Short task
Count the lines in the listing below that contain the word "masks", and give only the number.

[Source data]
****************

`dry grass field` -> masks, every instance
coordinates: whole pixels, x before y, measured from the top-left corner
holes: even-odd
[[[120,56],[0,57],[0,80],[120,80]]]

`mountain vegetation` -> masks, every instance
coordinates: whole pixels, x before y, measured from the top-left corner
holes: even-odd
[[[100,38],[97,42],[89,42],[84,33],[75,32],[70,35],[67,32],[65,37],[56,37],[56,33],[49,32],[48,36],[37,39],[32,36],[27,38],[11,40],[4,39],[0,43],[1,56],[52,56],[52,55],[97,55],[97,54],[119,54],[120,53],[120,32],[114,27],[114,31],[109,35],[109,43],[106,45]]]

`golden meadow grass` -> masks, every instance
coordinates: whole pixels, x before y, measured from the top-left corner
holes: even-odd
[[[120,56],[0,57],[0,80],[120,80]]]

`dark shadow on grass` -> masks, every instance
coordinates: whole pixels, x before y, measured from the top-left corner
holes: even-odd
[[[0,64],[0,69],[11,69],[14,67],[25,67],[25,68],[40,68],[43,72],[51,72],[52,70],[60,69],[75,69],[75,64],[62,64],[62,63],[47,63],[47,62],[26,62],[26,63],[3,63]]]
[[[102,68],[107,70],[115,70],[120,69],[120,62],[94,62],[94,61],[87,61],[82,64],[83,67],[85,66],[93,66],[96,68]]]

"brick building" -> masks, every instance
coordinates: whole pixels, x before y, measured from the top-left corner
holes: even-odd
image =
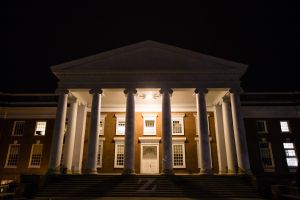
[[[51,67],[55,94],[1,94],[0,179],[285,175],[299,93],[242,93],[247,66],[145,41]]]

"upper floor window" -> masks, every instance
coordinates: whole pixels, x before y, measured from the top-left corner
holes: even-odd
[[[115,143],[115,168],[124,167],[124,142]]]
[[[157,114],[142,114],[144,118],[144,135],[156,135]]]
[[[256,121],[256,132],[257,133],[267,133],[267,123],[265,120]]]
[[[105,140],[104,137],[99,138],[99,144],[98,144],[98,153],[97,153],[97,167],[102,167],[102,155],[103,155],[103,141]]]
[[[99,135],[104,135],[105,118],[106,115],[101,115],[100,124],[99,124]]]
[[[5,167],[6,168],[16,168],[20,154],[20,144],[15,142],[10,144],[8,148],[8,153],[6,157]]]
[[[271,143],[263,139],[259,142],[260,159],[265,171],[274,171],[274,159]]]
[[[46,133],[46,121],[37,121],[35,126],[34,135],[45,135]]]
[[[280,121],[281,132],[290,132],[290,126],[288,121]]]
[[[286,162],[288,167],[298,167],[298,159],[293,142],[284,142],[283,148],[285,151]]]
[[[172,134],[173,135],[184,135],[184,114],[172,115]]]
[[[40,168],[42,162],[43,145],[33,144],[31,147],[31,156],[29,168]]]
[[[115,115],[117,118],[116,122],[116,135],[125,135],[125,126],[126,126],[126,121],[125,121],[125,115]]]
[[[25,121],[15,121],[12,131],[13,136],[22,136],[25,127]]]

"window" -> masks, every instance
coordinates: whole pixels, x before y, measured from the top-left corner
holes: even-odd
[[[99,135],[104,135],[104,127],[105,127],[105,115],[101,115],[100,125],[99,125]]]
[[[144,135],[156,135],[157,114],[142,114],[144,118]]]
[[[10,144],[8,148],[5,167],[16,168],[20,154],[20,144]]]
[[[173,135],[184,135],[184,114],[172,115],[172,134]]]
[[[125,135],[125,115],[116,115],[117,123],[116,123],[116,135]]]
[[[13,136],[22,136],[25,127],[25,121],[15,121],[13,127]]]
[[[185,148],[184,143],[173,143],[173,167],[174,168],[185,168]]]
[[[98,144],[98,153],[97,153],[97,167],[102,167],[102,156],[103,156],[103,141],[105,138],[101,137],[99,138],[99,144]]]
[[[285,151],[286,162],[287,162],[288,167],[298,167],[298,159],[296,156],[294,143],[284,142],[283,148]]]
[[[115,168],[124,167],[124,142],[115,144]]]
[[[256,121],[256,132],[257,133],[267,133],[267,123],[265,120]]]
[[[31,147],[31,156],[29,168],[40,168],[42,162],[43,145],[33,144]]]
[[[38,121],[36,122],[34,135],[45,135],[46,132],[46,121]]]
[[[207,129],[208,135],[210,135],[210,127],[209,127],[209,113],[207,113]],[[196,124],[196,135],[199,135],[199,124],[198,124],[198,116],[197,113],[194,113],[195,124]]]
[[[280,121],[281,132],[288,133],[290,132],[289,122],[288,121]]]
[[[263,139],[259,142],[260,159],[265,171],[274,171],[274,161],[271,143]]]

****************

Output for this exercise
7